• Required work:
Rewrite every line of the records below as a Markdown table with the columns "Row" and "Line", skipping blank lines. Leave the pictures out of the table.

• Point-based annotation records:
· · · ·
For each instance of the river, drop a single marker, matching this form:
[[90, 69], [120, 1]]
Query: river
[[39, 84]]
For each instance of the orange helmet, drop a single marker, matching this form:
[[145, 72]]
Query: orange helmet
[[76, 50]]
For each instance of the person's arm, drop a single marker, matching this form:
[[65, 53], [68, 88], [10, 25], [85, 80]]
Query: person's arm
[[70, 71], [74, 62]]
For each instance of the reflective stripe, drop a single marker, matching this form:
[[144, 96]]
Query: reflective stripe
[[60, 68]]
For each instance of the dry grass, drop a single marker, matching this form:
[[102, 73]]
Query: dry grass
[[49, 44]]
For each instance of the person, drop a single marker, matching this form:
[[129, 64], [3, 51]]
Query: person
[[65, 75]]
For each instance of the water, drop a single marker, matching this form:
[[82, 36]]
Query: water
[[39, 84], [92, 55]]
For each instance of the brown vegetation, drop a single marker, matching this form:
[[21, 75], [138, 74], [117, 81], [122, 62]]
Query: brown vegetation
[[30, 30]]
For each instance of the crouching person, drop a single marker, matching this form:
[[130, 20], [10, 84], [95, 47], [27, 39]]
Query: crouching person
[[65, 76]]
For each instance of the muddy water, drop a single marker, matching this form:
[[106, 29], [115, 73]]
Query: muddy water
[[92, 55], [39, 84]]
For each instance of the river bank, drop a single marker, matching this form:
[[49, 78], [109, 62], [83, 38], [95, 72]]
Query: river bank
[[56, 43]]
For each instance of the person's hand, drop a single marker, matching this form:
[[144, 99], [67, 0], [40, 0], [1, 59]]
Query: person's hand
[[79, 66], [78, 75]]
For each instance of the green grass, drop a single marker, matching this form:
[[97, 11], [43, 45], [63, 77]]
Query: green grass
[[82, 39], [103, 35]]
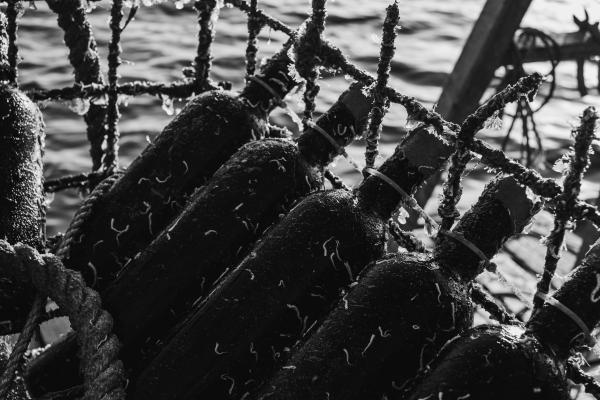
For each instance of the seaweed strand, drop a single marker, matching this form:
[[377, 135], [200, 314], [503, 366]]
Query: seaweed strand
[[566, 201], [206, 10], [114, 60], [381, 102]]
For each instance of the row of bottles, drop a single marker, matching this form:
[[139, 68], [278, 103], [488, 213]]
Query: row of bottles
[[231, 274]]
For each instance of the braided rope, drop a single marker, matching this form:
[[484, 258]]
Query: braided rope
[[13, 51], [452, 189], [579, 162], [84, 58], [74, 230], [103, 373], [381, 103], [16, 357], [255, 25], [206, 10], [111, 160]]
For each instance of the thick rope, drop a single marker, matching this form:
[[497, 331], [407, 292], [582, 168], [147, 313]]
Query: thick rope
[[307, 60], [452, 188], [254, 27], [381, 102], [84, 58], [565, 206], [114, 60], [12, 13], [16, 357], [103, 373], [207, 11]]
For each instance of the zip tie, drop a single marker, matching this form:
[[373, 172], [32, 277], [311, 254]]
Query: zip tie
[[488, 264], [590, 341], [408, 199], [341, 150], [269, 89]]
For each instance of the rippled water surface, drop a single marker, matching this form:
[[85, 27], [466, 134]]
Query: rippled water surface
[[162, 40]]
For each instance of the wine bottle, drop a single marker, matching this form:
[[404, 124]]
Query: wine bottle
[[515, 362], [403, 309], [21, 189], [154, 188], [530, 363], [288, 281], [244, 197]]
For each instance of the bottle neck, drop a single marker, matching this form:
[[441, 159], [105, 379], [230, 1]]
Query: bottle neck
[[268, 88], [503, 210], [421, 154], [322, 142], [581, 295]]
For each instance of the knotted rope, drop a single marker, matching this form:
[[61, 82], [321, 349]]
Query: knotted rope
[[103, 373]]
· · · ·
• Reply to the exercise:
| Row | Line |
|---|---|
| 1 | For each instance of the river, drop a single marker, matching this form: |
| 2 | [[90, 69], [120, 1]] |
| 3 | Query: river |
| 4 | [[39, 84]] |
| 5 | For each instance of the orange helmet, drop a single marker, matching this form: |
| 6 | [[145, 72]] |
| 7 | Query: orange helmet |
| 8 | [[76, 50]] |
| 9 | For each instance of the person's arm, drop a single marker, matching this form: |
| 10 | [[65, 53], [68, 88], [10, 25], [85, 80]] |
| 11 | Query: person's arm |
| 12 | [[70, 71], [74, 62]] |
| 13 | For each instance of the reflective stripe, drop a single marker, matching this form: |
| 14 | [[144, 96]] |
| 15 | Query: reflective stripe |
| 16 | [[60, 68]] |
| 17 | For each instance of the dry grass, drop a single marker, matching this form: |
| 18 | [[102, 73]] |
| 19 | Query: dry grass |
| 20 | [[49, 44]] |
| 21 | For each instance of the person, drop a single marker, matching this form: |
| 22 | [[129, 64], [3, 51]] |
| 23 | Query: person |
| 24 | [[65, 75]] |
| 25 | For each instance of the water, drop a single marker, matching this form: |
| 26 | [[82, 36]] |
| 27 | Query: water |
| 28 | [[39, 84], [92, 55]] |
| 29 | For each instance of the brown vegetation, drop a single marker, matching this form: |
| 30 | [[21, 75], [138, 74], [117, 81], [122, 62]] |
| 31 | Query: brown vegetation |
| 32 | [[30, 30]] |
| 33 | For each instance of the crouching person, drop a single marker, matching this form: |
| 34 | [[130, 20], [10, 84], [95, 47], [27, 39]] |
| 35 | Query: crouching person |
| 36 | [[65, 76]] |
| 37 | For each instance of the muddy water, drop a single marker, matching this form: |
| 38 | [[106, 29], [115, 73]] |
| 39 | Query: muddy water |
| 40 | [[92, 55], [39, 84]] |
| 41 | For each instance of the river bank, drop a single marker, matching this form: |
| 42 | [[49, 78], [109, 62], [83, 38], [95, 72]] |
| 43 | Query: river bank |
| 44 | [[56, 43]] |
| 45 | For each instance of the person's hand, drop a single marker, matching this form: |
| 46 | [[144, 99], [67, 0], [40, 0], [1, 59]] |
| 47 | Query: person's hand |
| 48 | [[79, 66], [78, 75]] |
| 49 | For each instance of the green grass, drop a single marker, matching this form: |
| 50 | [[97, 11], [43, 45], [63, 77]] |
| 51 | Query: green grass |
| 52 | [[82, 39], [103, 35]] |
| 53 | For each instance of the seaweed strand, drop a single marker, matching this form: |
| 54 | [[377, 135], [200, 314], [503, 366]] |
| 55 | Query: seaweed strand |
| 56 | [[566, 201], [206, 10], [114, 60], [381, 102]] |
| 57 | For each instance of the row of bottles, drop a single marker, matching this form: |
| 58 | [[139, 68], [278, 103], [488, 213]] |
| 59 | Query: row of bottles |
| 60 | [[231, 274]] |
| 61 | For each instance of the braided rope, drop a single marker, matching this form: |
| 62 | [[484, 258]] |
| 63 | Query: braided rope |
| 64 | [[13, 51], [452, 189], [579, 162], [84, 58], [74, 230], [103, 373], [381, 103], [16, 357], [255, 25], [206, 10], [111, 160]] |
| 65 | For each instance of the thick rope, drop a single marker, matching this form: |
| 66 | [[497, 331], [407, 292], [582, 168], [147, 313]] |
| 67 | Query: thick rope |
| 68 | [[307, 60], [452, 188], [254, 27], [381, 102], [84, 58], [565, 206], [114, 60], [12, 13], [16, 357], [103, 373], [207, 11]] |
| 69 | For each instance of the zip tie, drop a single marker, matching this form: |
| 70 | [[373, 172], [32, 277], [311, 254]] |
| 71 | Query: zip tie |
| 72 | [[488, 264], [590, 341], [408, 199], [341, 150], [269, 89]] |
| 73 | For each instance of the rippled water surface, drop a single marker, matching this form: |
| 74 | [[85, 27], [466, 134]] |
| 75 | Query: rippled water surface |
| 76 | [[162, 40]] |
| 77 | For each instance of the wine bottle, drop a single marker, matching this form: |
| 78 | [[404, 124]] |
| 79 | Query: wine bottle |
| 80 | [[515, 362], [403, 309], [21, 189], [154, 188], [530, 363], [288, 281], [244, 197]] |
| 81 | For each instance of the bottle neck, drop a single marker, matching this form: |
| 82 | [[441, 159], [105, 379], [230, 1]] |
| 83 | Query: bottle neck |
| 84 | [[268, 88], [503, 210], [421, 154], [322, 142], [581, 295]] |
| 85 | For each instance of the knotted rope, drop a single marker, matching this form: |
| 86 | [[61, 82], [321, 349]] |
| 87 | Query: knotted rope |
| 88 | [[103, 373]] |